Entries for pointing and labeling
####

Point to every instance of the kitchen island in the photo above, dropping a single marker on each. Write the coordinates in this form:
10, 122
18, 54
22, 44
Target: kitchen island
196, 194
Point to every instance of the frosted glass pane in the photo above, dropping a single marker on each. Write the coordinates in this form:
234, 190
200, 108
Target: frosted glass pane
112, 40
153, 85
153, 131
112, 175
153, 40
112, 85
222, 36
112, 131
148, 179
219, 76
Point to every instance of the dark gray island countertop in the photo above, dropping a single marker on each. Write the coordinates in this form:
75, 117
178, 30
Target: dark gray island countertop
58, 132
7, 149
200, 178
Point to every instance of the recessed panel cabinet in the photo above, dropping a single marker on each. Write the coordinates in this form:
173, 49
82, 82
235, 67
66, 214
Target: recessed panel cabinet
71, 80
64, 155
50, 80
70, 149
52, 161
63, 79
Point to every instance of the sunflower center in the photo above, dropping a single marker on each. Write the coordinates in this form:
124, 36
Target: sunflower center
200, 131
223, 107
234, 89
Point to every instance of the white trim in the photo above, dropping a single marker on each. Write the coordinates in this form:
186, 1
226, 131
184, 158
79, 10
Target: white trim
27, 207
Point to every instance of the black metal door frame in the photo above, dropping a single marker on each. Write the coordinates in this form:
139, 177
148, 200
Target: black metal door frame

####

**Instructions for the task**
Edit the entries from the line containing "Point to every instance of the dark" through the end of the entries, replacing "dropping a single marker on each" with "placing one marker on each" and leaving everything else unchanged.

**Written reply**
Point to every instance of the dark gray island countertop in the photo above, placing one marker on each. Write the coordinates in this form:
75, 117
178, 30
Target: dark gray island countertop
58, 132
7, 149
200, 178
Point to every instance of the recessed panel cabinet in the photo above, placing one marker on each. Write the coordinates in this form:
173, 49
82, 82
235, 67
66, 214
Target: recessed panel cabinet
71, 80
64, 155
50, 80
70, 149
52, 161
63, 79
Point to every instance of the sunflower center in the photo above, placing one marker on each. Write the coordinates in this form:
124, 36
Target: sunflower center
200, 131
223, 107
234, 89
Point to every instance of the white trim in the photo above, placing one marker on each. Write the coordinates in this form:
186, 1
226, 131
184, 158
79, 10
Target: white trim
27, 207
Point to every instance of the black metal door frame in the photo above, placing one marker on each. Write the coordinates in this form:
139, 177
148, 200
Target: black metal door frame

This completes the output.